#### TEXT SEGMENT:
╭──

He began by establishing a Sabbath school. Then he held prayer meetings from house to house to which neighbours were invited, and at these meetings some were brought to Jesus.

Next he bought a small farm in the neighbourhood, that, by having some interest in common with the people, he might gain their affections and thus have more influence over them. His efforts were wonderfully successful. The people loved and reverenced him. Many of them consulted him about their concerns, and by associating with him were led to follow Jesus.

The necessity for erecting a place of worship became evident, but it was difficult to see how this could be done. It seemed in the circumstances of the people impossible. But Professor Hopkins, after much deliberation and prayer, had made up his mind that a church must be built, that it ought to be done at once, and that the people themselves must take an active part in the scheme.

╰──

#### STORED RECORDS:

╭──

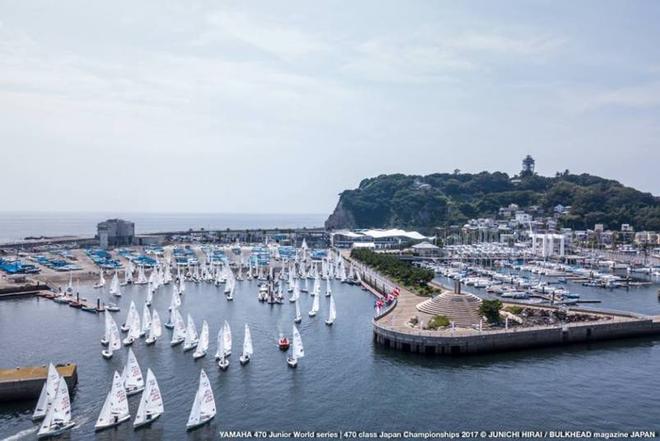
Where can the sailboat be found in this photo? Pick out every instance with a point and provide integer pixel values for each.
(315, 306)
(58, 416)
(132, 311)
(203, 344)
(115, 407)
(247, 347)
(101, 282)
(332, 315)
(191, 339)
(106, 335)
(134, 329)
(296, 291)
(114, 285)
(175, 301)
(151, 403)
(155, 330)
(114, 339)
(48, 392)
(179, 333)
(203, 409)
(132, 375)
(146, 321)
(227, 338)
(297, 350)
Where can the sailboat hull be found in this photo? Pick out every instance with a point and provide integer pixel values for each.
(146, 422)
(57, 431)
(112, 424)
(200, 424)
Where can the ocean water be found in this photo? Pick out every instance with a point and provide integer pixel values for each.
(345, 381)
(18, 225)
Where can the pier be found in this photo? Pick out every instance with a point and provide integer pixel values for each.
(393, 328)
(25, 383)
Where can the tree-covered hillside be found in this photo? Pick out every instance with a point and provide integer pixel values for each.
(442, 199)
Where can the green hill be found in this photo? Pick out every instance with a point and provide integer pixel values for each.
(442, 199)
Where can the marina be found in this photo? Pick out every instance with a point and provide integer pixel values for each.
(266, 388)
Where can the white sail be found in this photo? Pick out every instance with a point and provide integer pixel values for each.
(332, 315)
(151, 403)
(315, 305)
(203, 344)
(114, 285)
(298, 350)
(146, 319)
(155, 330)
(179, 327)
(204, 405)
(130, 316)
(48, 392)
(247, 342)
(115, 407)
(58, 416)
(132, 374)
(221, 343)
(175, 301)
(134, 325)
(227, 338)
(106, 334)
(115, 338)
(191, 333)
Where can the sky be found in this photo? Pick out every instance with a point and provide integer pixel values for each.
(278, 106)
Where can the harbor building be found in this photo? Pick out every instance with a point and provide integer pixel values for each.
(115, 233)
(381, 239)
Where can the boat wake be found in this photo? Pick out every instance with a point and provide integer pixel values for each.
(22, 434)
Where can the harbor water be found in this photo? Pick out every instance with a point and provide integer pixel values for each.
(345, 381)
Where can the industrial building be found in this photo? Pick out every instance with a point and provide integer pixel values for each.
(115, 233)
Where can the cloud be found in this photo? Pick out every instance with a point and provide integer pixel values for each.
(432, 56)
(282, 41)
(639, 96)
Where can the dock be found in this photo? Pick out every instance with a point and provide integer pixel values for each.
(25, 383)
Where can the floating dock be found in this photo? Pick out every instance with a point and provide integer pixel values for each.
(25, 383)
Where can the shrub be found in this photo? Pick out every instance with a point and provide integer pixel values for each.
(439, 321)
(491, 310)
(514, 309)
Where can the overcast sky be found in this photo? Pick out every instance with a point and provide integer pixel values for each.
(277, 106)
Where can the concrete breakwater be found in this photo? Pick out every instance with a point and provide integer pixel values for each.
(391, 327)
(429, 342)
(25, 383)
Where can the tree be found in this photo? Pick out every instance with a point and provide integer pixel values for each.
(491, 310)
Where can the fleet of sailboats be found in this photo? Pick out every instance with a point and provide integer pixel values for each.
(54, 405)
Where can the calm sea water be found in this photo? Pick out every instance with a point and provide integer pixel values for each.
(16, 226)
(345, 381)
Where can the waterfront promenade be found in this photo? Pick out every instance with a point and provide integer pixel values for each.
(393, 328)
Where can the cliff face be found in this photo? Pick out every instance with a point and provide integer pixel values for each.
(441, 199)
(340, 218)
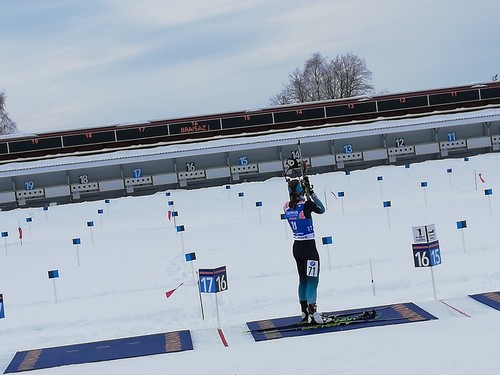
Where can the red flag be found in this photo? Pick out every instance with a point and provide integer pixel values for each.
(170, 292)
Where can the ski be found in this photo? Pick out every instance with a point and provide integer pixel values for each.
(335, 323)
(339, 319)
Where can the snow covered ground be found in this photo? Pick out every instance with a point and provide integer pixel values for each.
(118, 290)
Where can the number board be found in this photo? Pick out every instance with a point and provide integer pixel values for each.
(213, 280)
(426, 255)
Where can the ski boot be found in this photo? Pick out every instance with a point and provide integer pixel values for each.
(315, 317)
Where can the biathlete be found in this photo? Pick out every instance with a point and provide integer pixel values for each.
(298, 212)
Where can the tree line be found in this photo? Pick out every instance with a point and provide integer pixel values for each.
(321, 79)
(7, 126)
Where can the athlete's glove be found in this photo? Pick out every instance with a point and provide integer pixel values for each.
(308, 186)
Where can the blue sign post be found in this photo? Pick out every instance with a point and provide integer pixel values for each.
(5, 235)
(90, 225)
(259, 205)
(54, 274)
(489, 193)
(190, 257)
(213, 281)
(77, 241)
(388, 204)
(341, 195)
(423, 185)
(328, 241)
(100, 212)
(2, 311)
(461, 225)
(29, 220)
(180, 229)
(241, 195)
(380, 179)
(425, 247)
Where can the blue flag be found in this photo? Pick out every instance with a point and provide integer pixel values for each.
(54, 274)
(327, 240)
(190, 257)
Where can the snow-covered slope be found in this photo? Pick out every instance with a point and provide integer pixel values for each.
(118, 289)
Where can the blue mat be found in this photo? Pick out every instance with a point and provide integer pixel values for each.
(101, 351)
(389, 314)
(491, 299)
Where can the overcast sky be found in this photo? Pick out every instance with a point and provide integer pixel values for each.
(68, 64)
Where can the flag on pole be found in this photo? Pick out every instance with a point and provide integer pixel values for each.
(54, 274)
(190, 257)
(170, 292)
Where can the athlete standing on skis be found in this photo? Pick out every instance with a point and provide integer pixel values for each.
(298, 214)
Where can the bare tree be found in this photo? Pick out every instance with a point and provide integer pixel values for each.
(7, 126)
(320, 79)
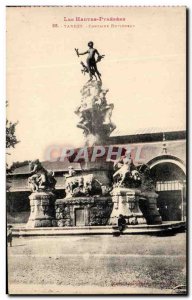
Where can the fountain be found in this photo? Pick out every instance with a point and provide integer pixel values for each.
(105, 187)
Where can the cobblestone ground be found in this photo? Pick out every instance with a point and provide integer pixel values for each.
(97, 264)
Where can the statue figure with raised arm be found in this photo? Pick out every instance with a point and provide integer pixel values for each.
(91, 66)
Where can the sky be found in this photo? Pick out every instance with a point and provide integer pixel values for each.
(144, 70)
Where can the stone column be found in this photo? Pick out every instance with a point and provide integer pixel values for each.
(42, 209)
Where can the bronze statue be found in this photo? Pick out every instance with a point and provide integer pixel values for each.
(41, 178)
(91, 66)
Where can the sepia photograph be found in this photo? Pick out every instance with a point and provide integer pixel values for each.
(96, 136)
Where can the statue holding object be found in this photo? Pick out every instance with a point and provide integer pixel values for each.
(91, 66)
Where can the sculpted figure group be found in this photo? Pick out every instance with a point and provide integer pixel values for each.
(40, 179)
(94, 111)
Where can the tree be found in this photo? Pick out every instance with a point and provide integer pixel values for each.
(11, 139)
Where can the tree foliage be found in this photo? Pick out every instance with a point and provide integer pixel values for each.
(11, 139)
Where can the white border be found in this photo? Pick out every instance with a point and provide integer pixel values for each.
(3, 4)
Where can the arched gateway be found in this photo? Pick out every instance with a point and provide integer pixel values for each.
(169, 173)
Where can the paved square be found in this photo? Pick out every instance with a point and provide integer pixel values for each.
(97, 264)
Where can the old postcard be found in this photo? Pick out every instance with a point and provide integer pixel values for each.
(96, 143)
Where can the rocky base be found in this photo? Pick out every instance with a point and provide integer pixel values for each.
(42, 210)
(95, 210)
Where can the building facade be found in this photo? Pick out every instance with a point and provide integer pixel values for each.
(164, 153)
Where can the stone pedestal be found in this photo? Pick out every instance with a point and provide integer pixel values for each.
(125, 202)
(42, 209)
(95, 211)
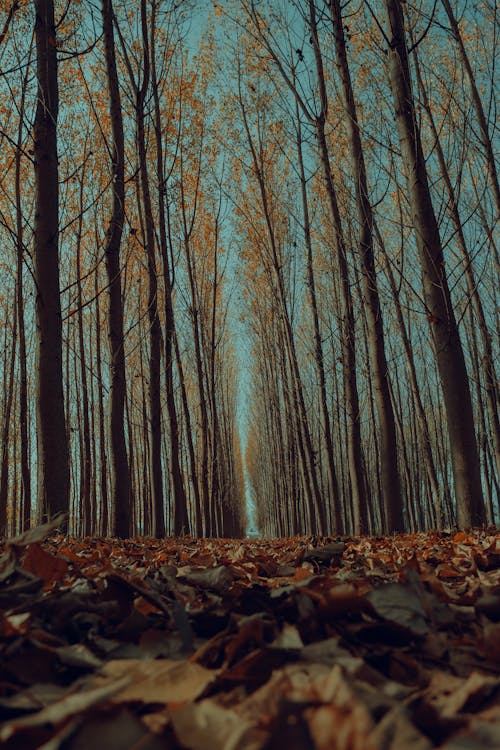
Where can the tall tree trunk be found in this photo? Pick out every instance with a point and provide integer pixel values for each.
(488, 362)
(447, 345)
(491, 164)
(156, 473)
(119, 467)
(179, 492)
(86, 466)
(103, 458)
(52, 445)
(23, 375)
(318, 346)
(391, 490)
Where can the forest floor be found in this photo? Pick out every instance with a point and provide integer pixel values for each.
(387, 643)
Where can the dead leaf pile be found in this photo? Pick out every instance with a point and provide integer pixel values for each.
(355, 644)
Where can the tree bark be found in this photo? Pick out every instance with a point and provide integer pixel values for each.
(119, 467)
(444, 332)
(391, 489)
(52, 445)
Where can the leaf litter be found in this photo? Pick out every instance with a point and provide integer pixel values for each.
(308, 643)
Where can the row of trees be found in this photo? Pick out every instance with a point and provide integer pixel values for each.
(121, 266)
(374, 211)
(324, 170)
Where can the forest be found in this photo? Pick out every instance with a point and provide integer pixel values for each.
(249, 435)
(249, 263)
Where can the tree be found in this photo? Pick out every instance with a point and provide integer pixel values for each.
(119, 467)
(52, 445)
(440, 314)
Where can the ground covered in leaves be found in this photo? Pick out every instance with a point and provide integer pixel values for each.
(354, 644)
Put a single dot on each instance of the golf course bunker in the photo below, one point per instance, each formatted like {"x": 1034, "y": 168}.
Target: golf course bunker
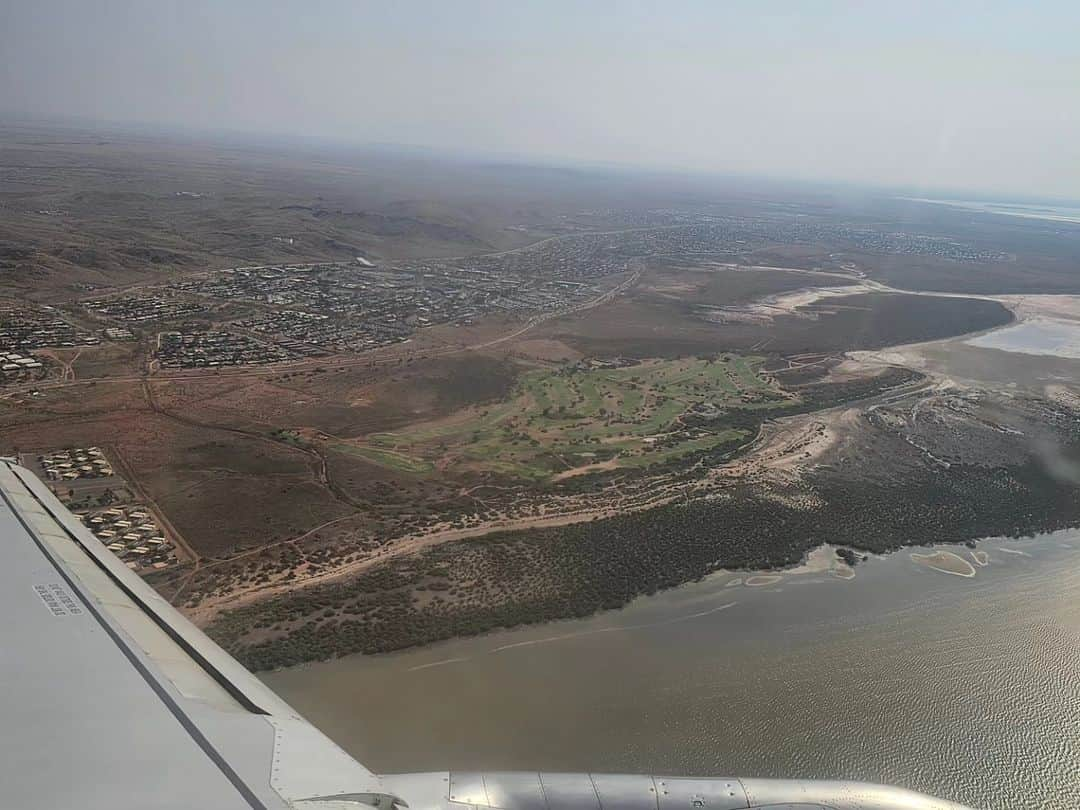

╰──

#### TO-DO LIST:
1) Answer these about the Professor Hopkins passage, one line each:
(a) What does the opening sentence say was established first?
(b) Why was the small farm bought?
(c) What three things had Professor Hopkins decided about the church?
2) Go on with the Professor Hopkins passage, starting after its final sentence.

#### RESPONSES PER TASK:
1)
(a) A Sabbath school.
(b) So that, by sharing some interest with the people, he might gain their affections and have more influence over them.
(c) That a church must be built, that it ought to be done at once, and that the people themselves must take an active part in the scheme.

2)
Accordingly the proposal to build a church was made at a meeting held on February 5th 1865. It was favourably received. although few of the people could give money, many could give labour. Masons, carpenters, and painters willingly gave their time; horses and carts were lent to convey stones from the quarries, and timber from the mountains.

Strangers who visited Williamstown were interested in the building scheme, and contributed towards it. The foundation stone was laid on May 10th 1866, and the church was dedicated to the divine service on October 25th 1866. No debt was on the church when it was opened. Professor Hopkins preached from the text, 'For the Lord shall comfort Zion; He will comfort all her waste places, and He will make her wilderness like Eden, and her desert like the garden of the Lord.' (Is. 51. 3).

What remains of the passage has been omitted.